#### PROBLEM:
Quote every line below exactly as it reads.

[Stored items]
_ _ _ _ _ _ _

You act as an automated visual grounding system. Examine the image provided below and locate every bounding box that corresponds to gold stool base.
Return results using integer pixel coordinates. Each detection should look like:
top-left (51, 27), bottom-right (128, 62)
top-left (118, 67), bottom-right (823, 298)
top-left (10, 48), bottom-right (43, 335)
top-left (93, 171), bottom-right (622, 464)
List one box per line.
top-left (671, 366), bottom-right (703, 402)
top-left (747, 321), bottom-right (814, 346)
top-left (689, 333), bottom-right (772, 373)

_ _ _ _ _ _ _

#### OUTPUT FOR THIS EXERCISE:
You act as an automated visual grounding system. Examine the image provided below and locate every bounding box that corresponds to gold stool base.
Return results using integer pixel coordinates. Each detection should look like:
top-left (51, 27), bottom-right (128, 62)
top-left (118, 67), bottom-right (823, 298)
top-left (10, 48), bottom-right (43, 335)
top-left (93, 171), bottom-right (622, 464)
List one box per line.
top-left (671, 366), bottom-right (703, 402)
top-left (747, 321), bottom-right (814, 346)
top-left (689, 333), bottom-right (772, 373)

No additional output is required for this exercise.